Aufgabe: Schreib den Artikel über die Herstellung von Medikamenten in Europa weiter, und zwar im Anschluss an seinen letzten Satz.

••• Von Martin Rümmele
WIEN/BRÜSSEL. Nur 20% der in Europa zugelassenen Wirkstoffe werden lokal produziert. Der Preisdruck sorgte bisher für eine Verschiebung insbesondere nach China und Indien, sagt Wolfgang Andiel, Präsident des Generikaverbandes. Lieferengpässe von lebenswichtigen Medikamenten waren deshalb ein Problem, das während der Coronakrise nochmals deutlicher wurde, sagt Andiel und fordert, die Versorgungssicherheit zu stärken.
Neue Strategie gesucht
„Wir brauchen eine effiziente, europaweite Pharma-Strategie, in der die globale Produktionsstruktur und Lieferketten resilienter gestaltet werden”, betonte Andiel angesichts der Tatsache, dass die Wirkstoff- und Medikamentenherstellung abgewandert ist. Dafür müssten die Lehren aus der covid-19-Krise gezogen werden, wie etwa die Abhängigkeit von Importen oder die Anfälligkeit und mangelnden Redundanzen in den Lieferketten.
Seit Wochen werden solche Rufe laut, die Pharmaindustrie zurückzuholen. Doch das wird nicht leicht, sind doch die Gesundheitssysteme auf die niedrigen Preise auf Fernost angewiesen. Und den wichtigen Handelspartner China will man auch nicht vergraulen. Abhilfe sollen nun Notlager schaffen, so der Plan der EU-Kommission. Ganz aufgeben will man Pläne zur Wiederansiedelung der Industrie in der EU aber nicht.

Daten zum Verorten von Objekten in natürlicher Sprache:
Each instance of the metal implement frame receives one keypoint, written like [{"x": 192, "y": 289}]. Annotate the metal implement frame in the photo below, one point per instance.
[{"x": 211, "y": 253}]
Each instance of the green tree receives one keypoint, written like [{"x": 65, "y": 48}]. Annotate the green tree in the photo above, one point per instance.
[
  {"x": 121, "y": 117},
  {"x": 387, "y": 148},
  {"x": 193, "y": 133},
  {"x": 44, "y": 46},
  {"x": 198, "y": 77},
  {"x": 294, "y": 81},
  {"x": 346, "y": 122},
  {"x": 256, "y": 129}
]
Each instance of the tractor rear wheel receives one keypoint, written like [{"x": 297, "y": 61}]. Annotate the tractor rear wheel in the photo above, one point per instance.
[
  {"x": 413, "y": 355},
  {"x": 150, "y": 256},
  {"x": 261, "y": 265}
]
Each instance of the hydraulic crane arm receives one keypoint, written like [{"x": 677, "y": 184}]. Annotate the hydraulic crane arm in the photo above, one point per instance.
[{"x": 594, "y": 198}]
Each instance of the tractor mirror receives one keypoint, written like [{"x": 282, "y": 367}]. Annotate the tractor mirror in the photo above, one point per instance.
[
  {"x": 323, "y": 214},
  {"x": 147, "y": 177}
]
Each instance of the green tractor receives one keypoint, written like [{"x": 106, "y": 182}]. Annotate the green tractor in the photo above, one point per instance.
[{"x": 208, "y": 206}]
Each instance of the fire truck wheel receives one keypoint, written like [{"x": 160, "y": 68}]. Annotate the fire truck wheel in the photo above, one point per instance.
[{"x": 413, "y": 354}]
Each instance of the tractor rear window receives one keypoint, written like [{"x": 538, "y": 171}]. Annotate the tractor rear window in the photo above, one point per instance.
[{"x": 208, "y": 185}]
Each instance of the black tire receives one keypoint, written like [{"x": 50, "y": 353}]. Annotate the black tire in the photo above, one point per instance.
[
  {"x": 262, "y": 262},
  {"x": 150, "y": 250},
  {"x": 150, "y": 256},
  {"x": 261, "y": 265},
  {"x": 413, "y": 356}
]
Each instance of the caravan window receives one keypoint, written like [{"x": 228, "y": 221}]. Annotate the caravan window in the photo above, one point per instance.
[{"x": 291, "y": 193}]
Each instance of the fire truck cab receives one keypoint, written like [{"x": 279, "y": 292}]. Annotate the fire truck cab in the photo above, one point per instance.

Antwort:
Die Lagerhaltung soll aus dem neuen Gesundheitsbudget im Volumen von 9,4 Mrd. € bezahlt werden, kündigte die Kommission in Brüssel an. Die Reserve werde einen Notfall-Bestand im Wert von 380 Mio. € ergänzen, den die Gemeinschaft angelegt hatte, nachdem vielen Ländern zu Beginn der Coronakrise Schutzmasken, Tests, Beatmungsgeräte und Medikamente für die Behandlung auf der Intensivstation und anderes lebenswichtiges Material fehlte. Künftig will die EU auch Desinfektionsmittel, Test- und Diagnose-Reagenzien, Schutzausrüstung und weitere wichtige Arzneimittel einlagern. Außerdem sollen von dem Budget, das die Parlamente der Mitgliedsstaaten noch billigen müssen, Impfstoffe angeschafft werden. EU-Gesundheitskommissarin Stella Kyriakides erklärte, sie wolle Pharma-Firmen mit Anreizen dafür gewinnen, Impfstoff wieder in Europa zu entwickeln und herzustellen.
Großhandel ist starklar
Es sei wichtig, Arzneimittel im Land zu haben, wenn sie benötigt werden, sowie die Logistik, um diese Medikamente rasch zur Verfügung stellen zu können, sagt der Präsident des Großhandelsverbandes Phago, Andreas Windischbauer. Wenn man die Versorgung mit Arzneimitteln absichern will, braucht es Lager, besonders im Falle von Grenzschließungen wie zuletzt. Phago will, dass die 23 Lager der Vollgroßhändler für einen Sicherheitsbestand an versorgungskritischen Medikamenten herangezogen werden.